GIVEN DATA:
——————————
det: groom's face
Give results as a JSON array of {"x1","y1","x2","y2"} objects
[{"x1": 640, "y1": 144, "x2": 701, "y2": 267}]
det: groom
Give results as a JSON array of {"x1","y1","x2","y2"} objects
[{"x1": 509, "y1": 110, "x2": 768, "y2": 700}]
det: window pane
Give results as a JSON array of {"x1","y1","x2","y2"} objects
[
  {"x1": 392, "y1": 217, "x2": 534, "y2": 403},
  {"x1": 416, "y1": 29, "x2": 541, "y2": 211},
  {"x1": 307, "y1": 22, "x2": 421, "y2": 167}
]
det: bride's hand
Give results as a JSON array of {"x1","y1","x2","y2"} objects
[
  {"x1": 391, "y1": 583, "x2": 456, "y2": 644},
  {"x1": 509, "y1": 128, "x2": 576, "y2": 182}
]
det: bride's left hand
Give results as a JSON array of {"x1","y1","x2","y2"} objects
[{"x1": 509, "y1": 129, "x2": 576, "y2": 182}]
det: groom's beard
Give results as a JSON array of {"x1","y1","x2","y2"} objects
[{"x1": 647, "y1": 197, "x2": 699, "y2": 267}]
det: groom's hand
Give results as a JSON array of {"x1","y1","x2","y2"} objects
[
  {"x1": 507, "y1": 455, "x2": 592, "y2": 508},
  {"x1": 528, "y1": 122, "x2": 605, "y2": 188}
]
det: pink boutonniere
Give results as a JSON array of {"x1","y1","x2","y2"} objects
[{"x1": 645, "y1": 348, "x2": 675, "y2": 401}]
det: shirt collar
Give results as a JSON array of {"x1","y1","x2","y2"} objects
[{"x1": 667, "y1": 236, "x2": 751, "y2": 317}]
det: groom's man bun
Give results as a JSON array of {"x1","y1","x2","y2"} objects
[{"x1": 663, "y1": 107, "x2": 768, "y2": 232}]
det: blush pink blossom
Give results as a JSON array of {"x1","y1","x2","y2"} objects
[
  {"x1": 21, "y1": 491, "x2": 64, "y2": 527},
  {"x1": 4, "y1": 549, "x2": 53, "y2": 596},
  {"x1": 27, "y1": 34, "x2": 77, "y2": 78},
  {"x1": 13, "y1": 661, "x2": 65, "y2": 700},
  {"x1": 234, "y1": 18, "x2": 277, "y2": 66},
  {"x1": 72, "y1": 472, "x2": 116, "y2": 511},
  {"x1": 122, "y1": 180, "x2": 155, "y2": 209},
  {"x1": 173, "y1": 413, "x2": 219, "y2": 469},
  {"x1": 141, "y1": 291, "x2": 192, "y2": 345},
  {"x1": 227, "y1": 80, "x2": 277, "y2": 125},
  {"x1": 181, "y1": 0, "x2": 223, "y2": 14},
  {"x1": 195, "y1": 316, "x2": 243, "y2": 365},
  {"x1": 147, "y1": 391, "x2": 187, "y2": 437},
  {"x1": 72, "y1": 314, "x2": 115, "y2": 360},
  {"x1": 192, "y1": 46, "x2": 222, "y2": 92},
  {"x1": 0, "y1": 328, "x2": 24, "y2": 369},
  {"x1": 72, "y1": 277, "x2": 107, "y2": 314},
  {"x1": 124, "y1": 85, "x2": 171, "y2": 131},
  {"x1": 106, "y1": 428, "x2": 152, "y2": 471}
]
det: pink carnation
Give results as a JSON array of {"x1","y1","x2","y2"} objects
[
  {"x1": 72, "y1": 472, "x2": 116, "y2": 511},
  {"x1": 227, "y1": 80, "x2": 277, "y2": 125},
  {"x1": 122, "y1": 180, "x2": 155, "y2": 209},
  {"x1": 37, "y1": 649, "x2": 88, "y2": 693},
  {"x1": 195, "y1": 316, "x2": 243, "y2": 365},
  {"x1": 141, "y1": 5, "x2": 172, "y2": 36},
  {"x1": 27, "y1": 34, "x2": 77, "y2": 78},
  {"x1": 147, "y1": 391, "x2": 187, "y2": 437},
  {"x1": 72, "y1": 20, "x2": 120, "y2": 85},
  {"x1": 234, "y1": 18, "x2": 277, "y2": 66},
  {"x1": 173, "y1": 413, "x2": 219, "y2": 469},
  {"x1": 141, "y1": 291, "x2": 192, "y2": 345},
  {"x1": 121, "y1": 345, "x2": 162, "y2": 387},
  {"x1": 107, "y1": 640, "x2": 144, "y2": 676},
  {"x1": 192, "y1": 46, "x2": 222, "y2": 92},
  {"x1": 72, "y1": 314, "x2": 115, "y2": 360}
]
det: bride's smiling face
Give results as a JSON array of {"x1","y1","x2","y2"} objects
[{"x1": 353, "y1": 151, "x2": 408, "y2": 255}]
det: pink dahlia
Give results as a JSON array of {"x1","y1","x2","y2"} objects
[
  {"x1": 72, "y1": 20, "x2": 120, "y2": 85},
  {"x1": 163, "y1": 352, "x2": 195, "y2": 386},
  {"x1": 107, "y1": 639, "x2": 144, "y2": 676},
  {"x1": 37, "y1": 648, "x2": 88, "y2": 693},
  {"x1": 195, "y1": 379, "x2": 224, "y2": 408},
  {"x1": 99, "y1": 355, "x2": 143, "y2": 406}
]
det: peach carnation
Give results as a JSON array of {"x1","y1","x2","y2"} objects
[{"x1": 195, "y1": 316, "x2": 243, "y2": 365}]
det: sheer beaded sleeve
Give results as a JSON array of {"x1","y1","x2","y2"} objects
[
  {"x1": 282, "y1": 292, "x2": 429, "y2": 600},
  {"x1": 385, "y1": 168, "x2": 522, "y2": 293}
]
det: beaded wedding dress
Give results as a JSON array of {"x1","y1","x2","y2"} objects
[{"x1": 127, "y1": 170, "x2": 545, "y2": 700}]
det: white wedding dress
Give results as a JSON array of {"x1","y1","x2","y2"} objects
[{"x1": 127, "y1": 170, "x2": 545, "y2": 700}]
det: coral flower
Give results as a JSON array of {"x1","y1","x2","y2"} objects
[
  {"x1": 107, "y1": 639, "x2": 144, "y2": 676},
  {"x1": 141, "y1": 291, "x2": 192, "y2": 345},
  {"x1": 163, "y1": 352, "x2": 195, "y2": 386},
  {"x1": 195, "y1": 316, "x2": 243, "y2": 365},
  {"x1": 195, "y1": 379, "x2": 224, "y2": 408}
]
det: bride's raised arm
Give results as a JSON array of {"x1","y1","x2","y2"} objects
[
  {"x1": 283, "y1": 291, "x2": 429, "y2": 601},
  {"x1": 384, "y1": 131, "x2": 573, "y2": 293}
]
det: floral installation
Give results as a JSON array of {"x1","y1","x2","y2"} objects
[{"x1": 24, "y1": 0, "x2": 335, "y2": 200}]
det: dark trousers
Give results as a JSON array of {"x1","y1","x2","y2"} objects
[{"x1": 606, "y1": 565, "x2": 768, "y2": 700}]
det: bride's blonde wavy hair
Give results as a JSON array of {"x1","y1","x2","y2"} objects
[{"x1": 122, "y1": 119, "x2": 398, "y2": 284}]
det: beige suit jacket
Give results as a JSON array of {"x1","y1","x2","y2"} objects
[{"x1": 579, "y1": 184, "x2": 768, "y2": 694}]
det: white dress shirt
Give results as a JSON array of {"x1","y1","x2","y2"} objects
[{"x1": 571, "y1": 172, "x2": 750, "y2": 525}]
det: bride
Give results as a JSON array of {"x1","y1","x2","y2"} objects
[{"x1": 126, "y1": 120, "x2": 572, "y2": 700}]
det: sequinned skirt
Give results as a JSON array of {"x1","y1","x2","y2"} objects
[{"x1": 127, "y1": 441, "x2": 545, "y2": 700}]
——————————
Copy out every line of the records above word for word, with nothing added or left out.

det: groom's face
Give results as a JSON array of {"x1","y1","x2","y2"} objects
[{"x1": 640, "y1": 144, "x2": 701, "y2": 267}]
det: groom
Give results as a JSON array of {"x1","y1","x2","y2"} objects
[{"x1": 509, "y1": 110, "x2": 768, "y2": 700}]
det: window pane
Give results as a JSON array of {"x1","y1","x2","y2"} objects
[
  {"x1": 392, "y1": 217, "x2": 534, "y2": 403},
  {"x1": 416, "y1": 29, "x2": 541, "y2": 211},
  {"x1": 307, "y1": 22, "x2": 421, "y2": 167}
]
det: bride's hand
Give results as a JSON array of {"x1","y1","x2","y2"} objects
[
  {"x1": 391, "y1": 583, "x2": 456, "y2": 644},
  {"x1": 509, "y1": 128, "x2": 576, "y2": 182}
]
det: bride's left hand
Give results as a JSON array of {"x1","y1","x2","y2"} objects
[{"x1": 509, "y1": 129, "x2": 576, "y2": 182}]
det: groom's beard
Give results as a JSON array of {"x1","y1","x2","y2"} objects
[{"x1": 647, "y1": 197, "x2": 699, "y2": 267}]
det: groom's hand
Give results as a JSON array of {"x1","y1","x2","y2"} objects
[
  {"x1": 507, "y1": 455, "x2": 592, "y2": 508},
  {"x1": 528, "y1": 122, "x2": 605, "y2": 188}
]
det: pink boutonniere
Give results as a JSON array of {"x1","y1","x2","y2"} objects
[{"x1": 645, "y1": 348, "x2": 675, "y2": 401}]
det: shirt collar
Give results as a JSON array of {"x1","y1","x2","y2"} objects
[{"x1": 667, "y1": 236, "x2": 751, "y2": 317}]
det: groom's man bun
Give results as a JSON array of {"x1","y1","x2","y2"} objects
[{"x1": 663, "y1": 107, "x2": 768, "y2": 232}]
det: blush pink blossom
Give results as a JSON array of {"x1","y1","x2","y2"} objects
[
  {"x1": 21, "y1": 491, "x2": 64, "y2": 527},
  {"x1": 4, "y1": 549, "x2": 53, "y2": 596},
  {"x1": 27, "y1": 34, "x2": 77, "y2": 78},
  {"x1": 13, "y1": 661, "x2": 65, "y2": 700},
  {"x1": 234, "y1": 18, "x2": 277, "y2": 66},
  {"x1": 72, "y1": 472, "x2": 116, "y2": 511},
  {"x1": 122, "y1": 180, "x2": 155, "y2": 209},
  {"x1": 173, "y1": 413, "x2": 219, "y2": 469},
  {"x1": 141, "y1": 291, "x2": 192, "y2": 345},
  {"x1": 227, "y1": 80, "x2": 277, "y2": 125},
  {"x1": 181, "y1": 0, "x2": 223, "y2": 14},
  {"x1": 195, "y1": 316, "x2": 243, "y2": 365},
  {"x1": 147, "y1": 391, "x2": 187, "y2": 437},
  {"x1": 72, "y1": 314, "x2": 115, "y2": 360},
  {"x1": 192, "y1": 46, "x2": 222, "y2": 92},
  {"x1": 0, "y1": 328, "x2": 24, "y2": 369},
  {"x1": 72, "y1": 277, "x2": 107, "y2": 314},
  {"x1": 124, "y1": 85, "x2": 171, "y2": 131},
  {"x1": 106, "y1": 428, "x2": 152, "y2": 471}
]
det: pink carnation
Give results as a JSON array of {"x1","y1","x2","y2"} objects
[
  {"x1": 72, "y1": 472, "x2": 116, "y2": 511},
  {"x1": 227, "y1": 80, "x2": 277, "y2": 125},
  {"x1": 122, "y1": 180, "x2": 155, "y2": 209},
  {"x1": 37, "y1": 649, "x2": 88, "y2": 693},
  {"x1": 195, "y1": 316, "x2": 243, "y2": 365},
  {"x1": 141, "y1": 5, "x2": 172, "y2": 36},
  {"x1": 27, "y1": 34, "x2": 77, "y2": 78},
  {"x1": 147, "y1": 391, "x2": 187, "y2": 437},
  {"x1": 72, "y1": 20, "x2": 120, "y2": 85},
  {"x1": 234, "y1": 18, "x2": 277, "y2": 66},
  {"x1": 173, "y1": 413, "x2": 219, "y2": 469},
  {"x1": 141, "y1": 291, "x2": 192, "y2": 345},
  {"x1": 121, "y1": 345, "x2": 162, "y2": 387},
  {"x1": 107, "y1": 640, "x2": 144, "y2": 676},
  {"x1": 192, "y1": 46, "x2": 222, "y2": 92},
  {"x1": 72, "y1": 314, "x2": 115, "y2": 360}
]
det: bride's smiling face
Give results as a JSON array of {"x1","y1","x2","y2"} objects
[{"x1": 353, "y1": 151, "x2": 408, "y2": 255}]
det: pink dahlia
Give results as a JSON array of {"x1","y1","x2","y2"} objects
[
  {"x1": 72, "y1": 20, "x2": 120, "y2": 85},
  {"x1": 163, "y1": 352, "x2": 195, "y2": 386},
  {"x1": 107, "y1": 639, "x2": 144, "y2": 676},
  {"x1": 37, "y1": 648, "x2": 88, "y2": 693},
  {"x1": 195, "y1": 379, "x2": 224, "y2": 408},
  {"x1": 99, "y1": 355, "x2": 143, "y2": 406}
]
det: peach carnation
Give results as a JSON array of {"x1","y1","x2","y2"} objects
[{"x1": 195, "y1": 316, "x2": 243, "y2": 365}]
det: sheer beaded sleeve
Give results as a JSON array of {"x1","y1","x2","y2"} objects
[
  {"x1": 282, "y1": 292, "x2": 429, "y2": 600},
  {"x1": 385, "y1": 168, "x2": 522, "y2": 293}
]
det: beaded wedding dress
Give results as a JSON array of {"x1","y1","x2","y2"} objects
[{"x1": 127, "y1": 170, "x2": 545, "y2": 700}]
det: white wedding dress
Give results as a JSON array of {"x1","y1","x2","y2"} objects
[{"x1": 127, "y1": 170, "x2": 545, "y2": 700}]
det: coral flower
Give results as a JSON array of {"x1","y1","x2","y2"} objects
[
  {"x1": 107, "y1": 639, "x2": 144, "y2": 676},
  {"x1": 141, "y1": 291, "x2": 192, "y2": 345},
  {"x1": 163, "y1": 352, "x2": 195, "y2": 386},
  {"x1": 195, "y1": 316, "x2": 243, "y2": 365},
  {"x1": 195, "y1": 379, "x2": 224, "y2": 408}
]
det: bride's raised arm
Give results as a JSON array of {"x1","y1","x2","y2"} objects
[
  {"x1": 283, "y1": 291, "x2": 429, "y2": 601},
  {"x1": 384, "y1": 131, "x2": 573, "y2": 293}
]
det: floral installation
Give results as a JSON array of {"x1","y1","x2","y2"} objects
[{"x1": 24, "y1": 0, "x2": 335, "y2": 200}]
det: dark trousers
Give results as a JSON array of {"x1","y1","x2","y2"} objects
[{"x1": 606, "y1": 565, "x2": 768, "y2": 700}]
det: bride's blonde wavy hair
Give results as a JSON array of {"x1","y1","x2","y2"} objects
[{"x1": 122, "y1": 119, "x2": 398, "y2": 284}]
det: beige suit jacket
Give results as a JSON array of {"x1","y1","x2","y2"} objects
[{"x1": 579, "y1": 184, "x2": 768, "y2": 694}]
det: white dress shirt
Give results as a JSON array of {"x1","y1","x2","y2"} objects
[{"x1": 571, "y1": 172, "x2": 750, "y2": 525}]
det: bride
Give results as a JSON array of {"x1","y1","x2","y2"} objects
[{"x1": 126, "y1": 120, "x2": 572, "y2": 700}]
det: sequinned skirt
Give results as a JSON array of {"x1","y1","x2","y2"} objects
[{"x1": 127, "y1": 441, "x2": 545, "y2": 700}]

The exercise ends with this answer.